**提示文:**

5歳児健診を始めるためには準備が必要。医師の診察に決まった形式はなく、内科的な診察だけではなく、会話の成立具合、手指の巧緻性、指示に従う様子、情緒の安定性、コントロールする力などを診察する項目が必要である。下記のような項目を確認する。
1 会話
名前、所属の保育園・幼稚園、組の名前、担任の先生の名前、給食で一番おいしいもの、母親の料理で何が一番おいしいか等尋ねる。
2 動作模倣
手を横に挙げる、前に挙げる、目をつぶって立てるか、片足立ちできるか等
3 物の用途を聞く
靴、帽子、お箸、本、時計はなにするものかな?
4 比較概念を聞く
お湯は熱い、氷は?
5 左右の確認(4歳位で分かるようになる)
6 左右を使った構文の理解
右の手をあげて、右の足をあげて
7 安静閉眼
手を膝に置き、よーい初めの号令で眼を閉じさせる。(20秒間閉眼が可能)
8 じゃんけん、しりとり(じゃんけんは90%が可能。じゃんけんができないと学校に進学した時に遊べない問題が出てくる)
9 読字(2文字のひらがな単語を3つ)
あお、はな、等まずは読めることが大切。読めるようになってその後、書けるようになる。
身体発育の確認と、保育園や幼稚園などの集団生活の中で気がつく「落ちつきがない」「動きがぎこちない」「興味に偏りがある」などといったお子さんが抱える課題や困難さを、保護者の方と関係機関が一緒に確認し、安心して生活を送れるように適切な支援を行う。
実施したら、その後どう支援に繋げるのかが大切。実施したままにはしない。
【就学時健診について】
初等教育に就学する直前に行われる健康診断。就学前年度の11月30日までに実施される。身体の疾患や、知的発達の度合いが検査される。就学に問題がない場合は、普通学級に就学。課題が見られる場合は、就学相談を受けるよう指導されることが多い。5月頃から就学時相談を実施している場合もある。
【就学相談について】
教育委員会などで、障害のある場合や、小学校での生活について心配なことがある場合、就学相談(就学する学校や学級についての教育相談)を行っている。
【情報の引継ぎについて】
保育園や幼稚園で個別の配慮を受けていたり、医療や療育などの専門機関に通っていたりする場合は、これまでの支援に関わる情報を小学校に引き継いでおくことが大切。かかわりのあった先生や支援者と一緒に、小学校へ引き継ぎたい情報をまとめておくと良い。

**課題 1:**
5歳児健診の提示文にある次の一文を英語に訳すこと。「教育委員会などで、障害のある場合や、小学校での生活について心配なことがある場合、就学相談(就学する学校や学級についての教育相談)を行っている。」
**課題 2:**
5歳児健診の提示文を、最後の文の後から書き進めること。

コレクションから取り出した記録
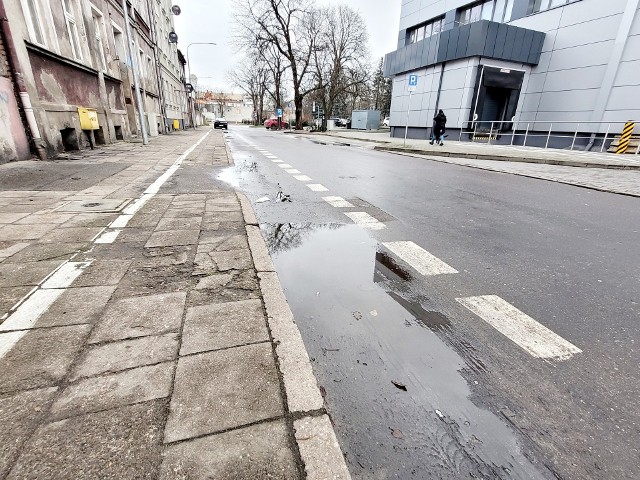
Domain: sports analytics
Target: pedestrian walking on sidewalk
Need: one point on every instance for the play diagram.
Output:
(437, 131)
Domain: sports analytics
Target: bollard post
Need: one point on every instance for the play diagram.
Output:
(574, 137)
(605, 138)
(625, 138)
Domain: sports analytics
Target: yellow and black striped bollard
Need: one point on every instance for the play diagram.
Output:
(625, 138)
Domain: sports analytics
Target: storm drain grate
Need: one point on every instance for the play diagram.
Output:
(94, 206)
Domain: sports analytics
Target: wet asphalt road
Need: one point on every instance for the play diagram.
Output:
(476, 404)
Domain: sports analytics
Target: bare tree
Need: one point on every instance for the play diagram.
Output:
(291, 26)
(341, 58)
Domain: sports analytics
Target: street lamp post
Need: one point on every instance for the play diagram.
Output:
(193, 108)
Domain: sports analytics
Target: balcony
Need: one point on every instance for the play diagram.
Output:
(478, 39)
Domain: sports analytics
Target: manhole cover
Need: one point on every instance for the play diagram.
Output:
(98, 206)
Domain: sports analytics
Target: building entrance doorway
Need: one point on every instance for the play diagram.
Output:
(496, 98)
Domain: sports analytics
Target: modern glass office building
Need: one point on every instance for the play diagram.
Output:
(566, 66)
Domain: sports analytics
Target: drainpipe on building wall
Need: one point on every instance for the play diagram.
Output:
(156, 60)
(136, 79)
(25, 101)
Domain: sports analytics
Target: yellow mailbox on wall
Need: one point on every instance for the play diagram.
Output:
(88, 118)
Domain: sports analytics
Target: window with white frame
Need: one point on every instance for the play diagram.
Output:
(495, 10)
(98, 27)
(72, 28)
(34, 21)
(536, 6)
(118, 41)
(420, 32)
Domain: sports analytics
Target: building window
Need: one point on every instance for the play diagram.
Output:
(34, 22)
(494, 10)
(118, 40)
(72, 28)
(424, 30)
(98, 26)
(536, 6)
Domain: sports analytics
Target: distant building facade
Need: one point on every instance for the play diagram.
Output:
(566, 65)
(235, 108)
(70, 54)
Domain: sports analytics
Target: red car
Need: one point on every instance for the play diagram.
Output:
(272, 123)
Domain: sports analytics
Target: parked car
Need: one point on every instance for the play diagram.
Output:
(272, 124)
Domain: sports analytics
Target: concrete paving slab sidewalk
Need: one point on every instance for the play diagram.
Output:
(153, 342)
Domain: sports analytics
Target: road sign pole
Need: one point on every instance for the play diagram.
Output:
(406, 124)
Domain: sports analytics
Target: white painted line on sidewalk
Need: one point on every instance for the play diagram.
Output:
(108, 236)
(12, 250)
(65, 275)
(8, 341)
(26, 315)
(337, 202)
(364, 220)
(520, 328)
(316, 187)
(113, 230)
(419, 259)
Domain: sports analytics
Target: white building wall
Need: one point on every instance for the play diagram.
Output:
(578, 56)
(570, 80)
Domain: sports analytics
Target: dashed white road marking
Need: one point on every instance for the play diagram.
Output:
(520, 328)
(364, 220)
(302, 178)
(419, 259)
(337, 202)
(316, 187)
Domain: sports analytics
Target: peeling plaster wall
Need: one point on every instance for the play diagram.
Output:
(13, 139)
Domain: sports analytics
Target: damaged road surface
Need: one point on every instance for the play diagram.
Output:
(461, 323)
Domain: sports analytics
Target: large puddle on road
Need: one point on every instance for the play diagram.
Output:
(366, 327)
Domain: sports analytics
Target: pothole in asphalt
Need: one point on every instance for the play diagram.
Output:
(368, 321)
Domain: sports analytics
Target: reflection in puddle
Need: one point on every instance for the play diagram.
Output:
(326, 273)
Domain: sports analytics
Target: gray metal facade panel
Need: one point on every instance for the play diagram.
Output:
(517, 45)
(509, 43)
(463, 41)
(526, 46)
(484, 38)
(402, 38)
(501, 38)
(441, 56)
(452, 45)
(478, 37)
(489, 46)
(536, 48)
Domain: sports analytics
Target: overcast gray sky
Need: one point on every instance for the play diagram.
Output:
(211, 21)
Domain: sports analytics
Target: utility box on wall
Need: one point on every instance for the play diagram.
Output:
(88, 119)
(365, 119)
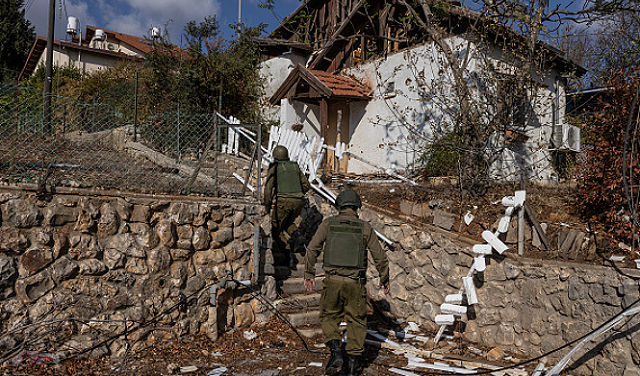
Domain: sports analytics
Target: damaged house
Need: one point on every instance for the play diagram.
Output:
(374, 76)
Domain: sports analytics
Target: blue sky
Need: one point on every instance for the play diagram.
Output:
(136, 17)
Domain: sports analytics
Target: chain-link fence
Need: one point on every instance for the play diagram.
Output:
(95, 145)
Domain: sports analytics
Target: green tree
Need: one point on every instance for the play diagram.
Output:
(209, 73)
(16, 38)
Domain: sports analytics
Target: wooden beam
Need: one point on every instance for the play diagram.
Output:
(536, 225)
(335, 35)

**回答 1:**
Boards of education and similar bodies offer school enrollment consultations (educational consultations about which school or class a child will attend) when a child has a disability or when there are concerns about life at elementary school.

**回答 2:**
支援情報をまとめて保存するための「サポートファイル(サポートブック)」がある自治体もある。サポートファイルは保護者が持ち、次に繋げられるようになっている。園の情報、今までの健診の記録を記載することで、異なる機関で同じ質問を保護者にする手間が省ける。親の同意書等で、個人情報保護は徹底して行う必要がある。
【アイリスシート(就学支援シート)の活用】
就学前機関から小・中学校への連携の際に活用。情報は療育機関や保育園・幼稚園でアイリスシートを作成し、情報共有に活用する。また、そのアイリスシートを保護者が入学前の学校説明会時に学校へ提出(遅くとも2月までには)することで、必要な情報が共有され、進
学先での個別計画の作成に活用できる。小・中・高と利用できる。
【自閉症児の特徴】
〇感覚の過敏性がある
・触覚過敏・・スキンシップを嫌う、触られるのが苦手
・聴覚過敏・・集団騒音、泣き声、耳ふさぎ
・味覚や嗅覚・・偏食等
〇新しい場面やパターンが崩されることへの抵抗がある
→聴覚でなく視覚で情報を提示(TEACCHプログラムなどが有効)
〇状況理解の難しさとコミュニケーションのつまずきがある
・細かく見ることは得意、いくつかの情報を関連付け全体を理解するのは苦手
→絵カードや文字などの視覚的伝達手段が有効
〇模倣やみたて、共同注意など前言語機能のつまずきがある
【アスペルガー障害について】
〇言語発達そのものの遅れはない
〇発達の偏りが多い。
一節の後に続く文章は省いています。